- PROBLEM STATEMENT -
Put every line of the listing below into a Markdown table with two columns, "No." for the row number and "Line" for the line itself, omitting blank lines. Leave the pictures out of the table.

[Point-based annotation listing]
• • • • •
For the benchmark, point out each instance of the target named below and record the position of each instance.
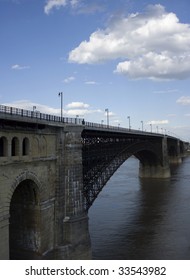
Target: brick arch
(25, 217)
(21, 178)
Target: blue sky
(130, 56)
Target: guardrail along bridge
(51, 171)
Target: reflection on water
(135, 218)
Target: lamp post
(150, 127)
(142, 125)
(107, 111)
(60, 94)
(129, 122)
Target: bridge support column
(157, 170)
(73, 240)
(177, 157)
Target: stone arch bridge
(51, 171)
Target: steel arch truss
(104, 152)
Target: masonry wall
(47, 161)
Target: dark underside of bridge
(105, 151)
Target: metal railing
(37, 115)
(77, 121)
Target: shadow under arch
(96, 177)
(24, 227)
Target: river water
(142, 219)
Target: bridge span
(51, 171)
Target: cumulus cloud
(184, 100)
(19, 67)
(77, 105)
(69, 80)
(91, 83)
(157, 122)
(152, 45)
(51, 4)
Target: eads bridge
(51, 171)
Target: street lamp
(129, 122)
(150, 127)
(60, 94)
(142, 125)
(107, 111)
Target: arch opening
(24, 228)
(15, 147)
(3, 147)
(25, 147)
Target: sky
(131, 57)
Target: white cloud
(91, 83)
(152, 45)
(77, 105)
(19, 67)
(69, 80)
(51, 4)
(184, 100)
(157, 122)
(57, 4)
• • • • •
- ANSWER TO THE TASK -
| No. | Line |
|---|---|
| 1 | For the benchmark, point out each instance of the target named below and record the position of each instance. |
| 2 | Target: brick arch |
| 3 | (25, 217) |
| 4 | (21, 178) |
| 5 | Target: blue sky |
| 6 | (130, 56) |
| 7 | Target: guardrail along bridge |
| 8 | (51, 171) |
| 9 | Target: reflection on water |
| 10 | (135, 218) |
| 11 | Target: lamp post |
| 12 | (150, 127) |
| 13 | (142, 125) |
| 14 | (107, 111) |
| 15 | (60, 94) |
| 16 | (129, 122) |
| 17 | Target: bridge support column |
| 18 | (157, 170) |
| 19 | (73, 240) |
| 20 | (177, 157) |
| 21 | Target: stone arch bridge |
| 22 | (51, 171) |
| 23 | Target: steel arch truss |
| 24 | (104, 152) |
| 25 | Target: masonry wall |
| 26 | (47, 161) |
| 27 | Target: dark underside of bridge |
| 28 | (105, 151) |
| 29 | Target: metal railing |
| 30 | (37, 115) |
| 31 | (77, 121) |
| 32 | Target: shadow under arch |
| 33 | (96, 177) |
| 34 | (24, 227) |
| 35 | Target: river water |
| 36 | (142, 219) |
| 37 | Target: bridge span |
| 38 | (51, 171) |
| 39 | Target: cumulus cloud |
| 40 | (184, 100) |
| 41 | (19, 67) |
| 42 | (77, 105) |
| 43 | (69, 80) |
| 44 | (91, 83) |
| 45 | (157, 122) |
| 46 | (152, 45) |
| 47 | (51, 4) |
| 48 | Target: eads bridge |
| 49 | (51, 171) |
| 50 | Target: street lamp |
| 51 | (129, 122) |
| 52 | (150, 127) |
| 53 | (60, 94) |
| 54 | (142, 125) |
| 55 | (107, 111) |
| 56 | Target: arch opening |
| 57 | (24, 228) |
| 58 | (15, 147) |
| 59 | (3, 147) |
| 60 | (25, 147) |
| 61 | Target: sky |
| 62 | (131, 57) |
| 63 | Target: white cloud |
| 64 | (91, 83) |
| 65 | (152, 45) |
| 66 | (77, 105) |
| 67 | (19, 67) |
| 68 | (69, 80) |
| 69 | (51, 4) |
| 70 | (184, 100) |
| 71 | (157, 122) |
| 72 | (57, 4) |